Problema 1
Responda, según el texto sobre la pobreza en Argentina:
(a) ¿Cuándo comenzó el nuevo ciclo del país?
(b) ¿Con qué fuentes alternativas tiende a converger la nueva serie?
(c) ¿Qué dimensiones de la pobreza se enumeran?
Problema 2
Indique si cada afirmación concuerda con el texto sobre la pobreza en Argentina y cite las palabras que lo deciden:
(a) La mejora en la medición coincidió con una mejora de las condiciones sociales.
(b) La nueva serie la elaboran el Indec y las Direcciones de Estadísticas provinciales.
(c) Medida como fenómeno multidimensional, la pobreza alcanza a menos personas que las que señalan las brechas de ingreso.
Problema 3
Redacte la continuación del texto sobre la pobreza en Argentina a partir de su última oración.

───── Texto de lectura

El país comenzó un nuevo ciclo a fines de 2015. A falta de estadísticas confiables, las anteriores “sensaciones” -elevada inflación y un buen número de pobres- se transformaron en certezas con el nuevo Indec. Paradójicamente, la mejora en la medición fue la contracara de un empeoramiento en las condiciones sociales relevadas.
La nueva serie elaborada por el Indec y las Direcciones de Estadísticas provinciales tiende a converger con los datos elaborados por otras fuentes alternativas como el Observatorio de la Deuda Social Argentina (UCA) y los institutos de la CTA-A.
Los ingresos de una población son un indicador de la pobreza, pero ésta es algo más complejo: es un fenómeno multidimensional (ingresos, vivienda, educación, salud, recreación, etc.) que afecta el presente de millones de compatriotas y amenaza el futuro nacional. Así medida, la pobreza afecta a muchas más personas que las señaladas por las brechas entre canastas y líneas de ingreso.

──────────
───── Datos de entrada

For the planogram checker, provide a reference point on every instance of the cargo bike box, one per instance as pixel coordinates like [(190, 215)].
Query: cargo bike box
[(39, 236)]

──────────

Resultado 1
(a) A fines de 2015.
(b) Con el Observatorio de la Deuda Social Argentina (UCA) y los institutos de la CTA-A.
(c) Ingresos, vivienda, educación, salud y recreación, entre otras.

Resultado 2
(a) No: "la mejora en la medición fue la contracara de un empeoramiento en las condiciones sociales relevadas".
(b) Sí: "La nueva serie elaborada por el Indec y las Direcciones de Estadísticas provinciales".
(c) No: "la pobreza afecta a muchas más personas que las señaladas por las brechas entre canastas y líneas de ingreso".

Resultado 3
Es clave señalar que el principal problema no es la pobreza como ausencia de recursos de una Nación, sino la existencia de un sector de la población con necesidades esenciales insatisfechas cuando el país es pletórico en riquezas. El presidente Macri acaba de señalar en China que podemos abastecer de alimentos a decenas de millones de habitantes del mundo, pero no puede resolver la indigencia (incluso ha reaparecido el hambre) de millones de argentinos. Entonces, el problema a resolver es la profunda desigualdad económico-social de carácter estructural. Esto último no surge de un día para otro sino que es un producto histórico de las estrategias de acumulación dominantes desde 1976, las que -pese a algunos cambios distributivos en los ingresos- han mantenido inalterada la distribución de la riqueza nacional. Si revisamos los nombres de los dueños de esa riqueza (tierra, bancos, industrias, comercio internacional, recursos estratégicos, etc.) advertiremos muy pocos cambios.
De este modo podemos afirmar que la continuidad (con fluctuaciones) de la pobreza estructural obedece a decisiones políticas sobre el perfil productivo, la inserción nacional dependiente en el mercado mundial, y las orientaciones macroeconómicas de privilegio para los sectores económicos concentrados.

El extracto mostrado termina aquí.